PROVIDED INFORMATION section start

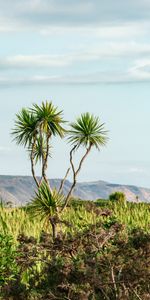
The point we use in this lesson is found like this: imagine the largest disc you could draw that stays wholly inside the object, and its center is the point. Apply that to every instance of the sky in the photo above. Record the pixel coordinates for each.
(83, 55)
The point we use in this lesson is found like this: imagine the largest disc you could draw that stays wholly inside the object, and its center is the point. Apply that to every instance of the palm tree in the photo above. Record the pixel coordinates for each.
(45, 204)
(49, 121)
(87, 132)
(33, 129)
(25, 133)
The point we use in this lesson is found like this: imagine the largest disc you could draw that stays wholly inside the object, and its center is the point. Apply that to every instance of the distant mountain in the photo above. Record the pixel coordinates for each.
(20, 189)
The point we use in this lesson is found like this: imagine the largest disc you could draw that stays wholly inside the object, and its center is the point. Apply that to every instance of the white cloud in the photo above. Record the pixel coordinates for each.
(106, 50)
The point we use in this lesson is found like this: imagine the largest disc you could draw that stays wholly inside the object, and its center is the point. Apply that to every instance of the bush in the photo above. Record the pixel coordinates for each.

PROVIDED INFORMATION section end

= TASK =
Could you transcribe the records above exactly, leaving every picture out?

= OUTPUT FOR THIS TASK =
The point we use in this lesson is found like this: imagine the largest disc you could draw that stays wholly inside the object, and its center is the point. Apply that to every instance of the sky in the photo above. Record the pixel coordinates for each.
(83, 55)
The point we use in this lesson is found like this: imagine the largest disc you could draw that stays wholly inside the object, and its center is the point. Apply that to every instance of the palm tree in the photo above. Record the pixel coordinates for each.
(45, 204)
(49, 121)
(87, 132)
(33, 129)
(25, 133)
The point we use in this lesson is found like this: imagine the largest disc you could draw that stays wholly inside the object, and its center is the point. Apply that to every instance of the distant mountain in the photo above. Record the pixel coordinates for each.
(20, 189)
The point we use in this lesson is found like this: imagine the largest disc you could draw that stays wholly inside the object, and its center is the point. Apply that to every instance of the white cloud in the photo above. Record the pixel coordinates for each.
(106, 50)
The point we use in this lesson is found like this: imagine the largest disc you could draw that stays wholly inside the object, and its center is the point. Apply that to every instance of the bush in the photo above. Record the pixel coordinates for each.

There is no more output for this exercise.